● **RECORDS**:
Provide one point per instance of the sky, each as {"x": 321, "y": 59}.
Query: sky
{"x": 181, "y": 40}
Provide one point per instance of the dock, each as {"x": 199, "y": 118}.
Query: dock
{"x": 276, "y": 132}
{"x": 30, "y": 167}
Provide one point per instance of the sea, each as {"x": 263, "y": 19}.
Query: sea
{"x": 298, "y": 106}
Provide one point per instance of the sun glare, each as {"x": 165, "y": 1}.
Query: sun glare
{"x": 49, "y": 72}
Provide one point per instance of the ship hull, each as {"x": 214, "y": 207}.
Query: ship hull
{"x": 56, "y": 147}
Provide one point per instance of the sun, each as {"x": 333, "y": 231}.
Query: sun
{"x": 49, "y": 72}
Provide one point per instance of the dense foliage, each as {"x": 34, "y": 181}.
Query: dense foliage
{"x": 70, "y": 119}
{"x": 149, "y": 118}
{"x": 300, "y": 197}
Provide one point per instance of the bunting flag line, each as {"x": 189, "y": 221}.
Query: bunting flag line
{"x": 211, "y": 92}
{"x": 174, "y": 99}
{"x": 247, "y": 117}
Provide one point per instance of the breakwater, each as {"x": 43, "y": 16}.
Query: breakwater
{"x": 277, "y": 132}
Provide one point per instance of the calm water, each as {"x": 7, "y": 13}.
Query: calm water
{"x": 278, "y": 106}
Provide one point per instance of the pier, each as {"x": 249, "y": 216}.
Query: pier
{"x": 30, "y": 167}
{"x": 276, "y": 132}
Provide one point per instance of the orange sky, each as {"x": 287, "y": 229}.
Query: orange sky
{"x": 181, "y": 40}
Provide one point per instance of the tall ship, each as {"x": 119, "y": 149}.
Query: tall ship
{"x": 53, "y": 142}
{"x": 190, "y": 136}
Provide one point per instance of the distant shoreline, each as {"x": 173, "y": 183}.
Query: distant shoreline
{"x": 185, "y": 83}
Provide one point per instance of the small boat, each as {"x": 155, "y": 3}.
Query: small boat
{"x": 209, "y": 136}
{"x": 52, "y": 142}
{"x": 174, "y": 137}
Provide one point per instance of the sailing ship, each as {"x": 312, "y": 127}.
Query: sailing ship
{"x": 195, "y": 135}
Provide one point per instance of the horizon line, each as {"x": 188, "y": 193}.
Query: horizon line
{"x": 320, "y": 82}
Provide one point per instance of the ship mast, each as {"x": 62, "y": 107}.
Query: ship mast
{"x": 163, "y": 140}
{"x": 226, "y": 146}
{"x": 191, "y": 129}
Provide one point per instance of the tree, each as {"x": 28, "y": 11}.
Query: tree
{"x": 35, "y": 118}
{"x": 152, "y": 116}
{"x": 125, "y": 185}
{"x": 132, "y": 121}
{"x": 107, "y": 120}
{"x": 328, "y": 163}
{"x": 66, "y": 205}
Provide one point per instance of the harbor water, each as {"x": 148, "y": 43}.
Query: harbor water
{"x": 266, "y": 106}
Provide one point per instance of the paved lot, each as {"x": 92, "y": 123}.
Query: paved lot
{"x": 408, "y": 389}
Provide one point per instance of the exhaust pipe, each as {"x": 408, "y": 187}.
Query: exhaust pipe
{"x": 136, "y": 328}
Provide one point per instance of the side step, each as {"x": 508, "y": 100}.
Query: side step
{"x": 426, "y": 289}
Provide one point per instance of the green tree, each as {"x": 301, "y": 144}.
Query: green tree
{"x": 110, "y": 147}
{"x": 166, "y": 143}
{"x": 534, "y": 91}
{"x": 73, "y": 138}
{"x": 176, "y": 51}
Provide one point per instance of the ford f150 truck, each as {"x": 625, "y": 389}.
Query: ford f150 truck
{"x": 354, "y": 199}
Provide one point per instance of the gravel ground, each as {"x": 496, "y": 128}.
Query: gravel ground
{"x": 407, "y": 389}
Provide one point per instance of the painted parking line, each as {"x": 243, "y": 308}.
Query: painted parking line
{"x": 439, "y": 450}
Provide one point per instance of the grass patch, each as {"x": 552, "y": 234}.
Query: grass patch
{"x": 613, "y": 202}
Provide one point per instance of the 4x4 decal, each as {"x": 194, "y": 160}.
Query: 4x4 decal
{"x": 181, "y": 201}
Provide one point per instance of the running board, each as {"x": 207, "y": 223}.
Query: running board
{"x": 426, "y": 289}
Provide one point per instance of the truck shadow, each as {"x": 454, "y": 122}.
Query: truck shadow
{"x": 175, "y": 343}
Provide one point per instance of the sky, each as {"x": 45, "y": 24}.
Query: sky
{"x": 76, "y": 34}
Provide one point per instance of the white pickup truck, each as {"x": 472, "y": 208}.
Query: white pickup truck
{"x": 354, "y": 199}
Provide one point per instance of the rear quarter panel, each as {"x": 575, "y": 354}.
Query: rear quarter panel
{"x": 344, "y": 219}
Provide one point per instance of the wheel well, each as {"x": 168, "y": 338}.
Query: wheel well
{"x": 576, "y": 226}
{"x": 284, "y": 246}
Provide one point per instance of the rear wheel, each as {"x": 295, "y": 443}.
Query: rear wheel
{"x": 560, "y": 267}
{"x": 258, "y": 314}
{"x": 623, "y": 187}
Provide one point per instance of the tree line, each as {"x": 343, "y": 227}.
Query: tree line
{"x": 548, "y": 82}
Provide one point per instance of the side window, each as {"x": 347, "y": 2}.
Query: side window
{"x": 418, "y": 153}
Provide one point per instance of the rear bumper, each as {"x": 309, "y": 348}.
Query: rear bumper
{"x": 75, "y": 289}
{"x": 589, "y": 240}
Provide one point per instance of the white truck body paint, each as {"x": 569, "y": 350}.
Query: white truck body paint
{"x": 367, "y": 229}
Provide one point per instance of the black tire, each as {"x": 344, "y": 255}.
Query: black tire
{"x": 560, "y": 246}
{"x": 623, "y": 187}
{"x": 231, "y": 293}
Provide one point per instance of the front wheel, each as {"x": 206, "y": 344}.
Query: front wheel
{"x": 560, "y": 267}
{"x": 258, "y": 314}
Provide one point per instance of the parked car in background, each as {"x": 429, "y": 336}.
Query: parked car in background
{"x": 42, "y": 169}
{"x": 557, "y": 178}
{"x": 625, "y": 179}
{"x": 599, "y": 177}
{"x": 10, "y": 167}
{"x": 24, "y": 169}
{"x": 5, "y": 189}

● **WHAT IS BEING ASKED**:
Send back each record exactly as it stands.

● **THE ANSWER**:
Provide one point per instance of the sky, each as {"x": 321, "y": 59}.
Query: sky
{"x": 181, "y": 40}
Provide one point per instance of the dock, each as {"x": 199, "y": 118}.
Query: dock
{"x": 276, "y": 132}
{"x": 30, "y": 167}
Provide one point per instance of the sea, each as {"x": 263, "y": 19}.
Query: sea
{"x": 298, "y": 106}
Provide one point per instance of the sun glare, each as {"x": 165, "y": 1}.
Query: sun glare
{"x": 49, "y": 72}
Provide one point per instance of the ship hull, each as {"x": 214, "y": 207}.
Query: ship hull
{"x": 56, "y": 147}
Provide one point per instance of the sun, each as {"x": 333, "y": 231}.
Query: sun
{"x": 49, "y": 72}
Provide one point per instance of the dense foliage, each as {"x": 34, "y": 181}.
Query: dense foliage
{"x": 70, "y": 119}
{"x": 149, "y": 118}
{"x": 300, "y": 197}
Provide one point per instance of the bunting flag line, each as {"x": 189, "y": 221}.
Query: bunting flag line
{"x": 211, "y": 92}
{"x": 174, "y": 99}
{"x": 247, "y": 117}
Provide one point per instance of the breakwater, each as {"x": 43, "y": 16}.
Query: breakwater
{"x": 277, "y": 132}
Provide one point per instance of the calm water, each as {"x": 7, "y": 13}.
Query: calm water
{"x": 278, "y": 106}
Provide one point per instance of the pier, each as {"x": 249, "y": 216}.
Query: pier
{"x": 30, "y": 167}
{"x": 276, "y": 132}
Provide one point per instance of the orange sky, each as {"x": 287, "y": 229}.
Query: orange sky
{"x": 181, "y": 40}
Provide one point per instance of the tall ship, each as {"x": 119, "y": 149}.
Query: tall ship
{"x": 53, "y": 142}
{"x": 190, "y": 136}
Provide one point per instance of the distant shoreline, each as {"x": 173, "y": 183}.
Query: distant shoreline
{"x": 185, "y": 83}
Provide one point per instance of the small boat, each as {"x": 155, "y": 3}.
Query: small boat
{"x": 209, "y": 136}
{"x": 52, "y": 142}
{"x": 174, "y": 137}
Provide one point per instance of the sailing ship, each as {"x": 312, "y": 127}.
Query: sailing ship
{"x": 195, "y": 135}
Provide one point per instance of the horizon line, each as {"x": 188, "y": 193}.
Query: horizon line
{"x": 320, "y": 82}
Provide one point per instance of the ship mast, each as {"x": 62, "y": 107}.
Query: ship mast
{"x": 163, "y": 140}
{"x": 226, "y": 146}
{"x": 191, "y": 129}
Provide one point per instance of the tree, each as {"x": 28, "y": 11}.
Query: tree
{"x": 35, "y": 118}
{"x": 152, "y": 116}
{"x": 125, "y": 185}
{"x": 132, "y": 121}
{"x": 107, "y": 120}
{"x": 328, "y": 163}
{"x": 66, "y": 205}
Provide one point per instance of the harbor water, each as {"x": 148, "y": 43}.
Query: harbor water
{"x": 266, "y": 106}
Provide one point per instance of the paved lot, each as {"x": 92, "y": 123}.
Query: paved lot
{"x": 408, "y": 389}
Provide one point per instance of the exhaust pipe, each as {"x": 408, "y": 187}.
Query: exhaust pipe
{"x": 136, "y": 328}
Provide one point per instance of the side step, each as {"x": 508, "y": 100}.
Query: side step
{"x": 426, "y": 289}
Provide one point per instance of the green tree, each as {"x": 301, "y": 144}.
Query: green tree
{"x": 110, "y": 147}
{"x": 166, "y": 143}
{"x": 534, "y": 91}
{"x": 73, "y": 138}
{"x": 176, "y": 51}
Provide one point per instance of the ford f150 truck, each as {"x": 625, "y": 389}.
Query: ford f150 truck
{"x": 354, "y": 199}
Provide one point per instance of the gravel ground, each as {"x": 496, "y": 128}.
Query: gravel ground
{"x": 407, "y": 389}
Provide one point per instance of the painted parking line, each as {"x": 243, "y": 308}.
Query: painted parking line
{"x": 439, "y": 450}
Provide one point per instance of the grass patch, each as {"x": 552, "y": 234}.
Query: grass patch
{"x": 613, "y": 202}
Provide one point per instance of the 4x4 decal, each as {"x": 194, "y": 160}.
Query: 4x4 decal
{"x": 181, "y": 201}
Provide one point per instance of the running board, each as {"x": 207, "y": 223}.
Query: running board
{"x": 426, "y": 289}
Provide one point per instance of the truck shadow, each as {"x": 454, "y": 122}.
Query: truck shadow
{"x": 175, "y": 343}
Provide one point per instance of the sky, each as {"x": 45, "y": 24}.
Query: sky
{"x": 76, "y": 34}
Provide one point per instance of the white pickup truck, each as {"x": 472, "y": 208}.
Query: white pickup truck
{"x": 354, "y": 199}
Provide one point per instance of the rear quarter panel, each as {"x": 575, "y": 354}.
Query: rear quarter panel
{"x": 344, "y": 219}
Provide one point per instance of the wheel well, each as {"x": 168, "y": 338}.
Query: wheel well
{"x": 576, "y": 226}
{"x": 284, "y": 246}
Provide one point per instance of the rear wheel, each as {"x": 295, "y": 443}.
Query: rear wheel
{"x": 560, "y": 267}
{"x": 258, "y": 314}
{"x": 623, "y": 187}
Provide one point per instance of the tree line, each as {"x": 343, "y": 227}.
Query: tree line
{"x": 548, "y": 82}
Provide one point per instance of the side window, each as {"x": 347, "y": 2}.
Query: side window
{"x": 418, "y": 153}
Provide one point per instance of the rear bumper, each as {"x": 309, "y": 348}.
Query: rear bumper
{"x": 75, "y": 289}
{"x": 589, "y": 240}
Provide one point per instance of the white truck body paint, each as {"x": 569, "y": 350}.
Query: white truck body paint
{"x": 367, "y": 229}
Provide one point per instance of the black tire, each as {"x": 344, "y": 255}.
Query: black tire
{"x": 560, "y": 246}
{"x": 623, "y": 187}
{"x": 231, "y": 293}
Provide one point per instance of the front wheel, each as {"x": 206, "y": 344}.
Query: front wheel
{"x": 560, "y": 267}
{"x": 258, "y": 314}
Provide one point per instance of the parked car in background, each as {"x": 429, "y": 336}.
Query: parked car in background
{"x": 42, "y": 169}
{"x": 557, "y": 178}
{"x": 625, "y": 179}
{"x": 599, "y": 177}
{"x": 10, "y": 167}
{"x": 24, "y": 169}
{"x": 5, "y": 189}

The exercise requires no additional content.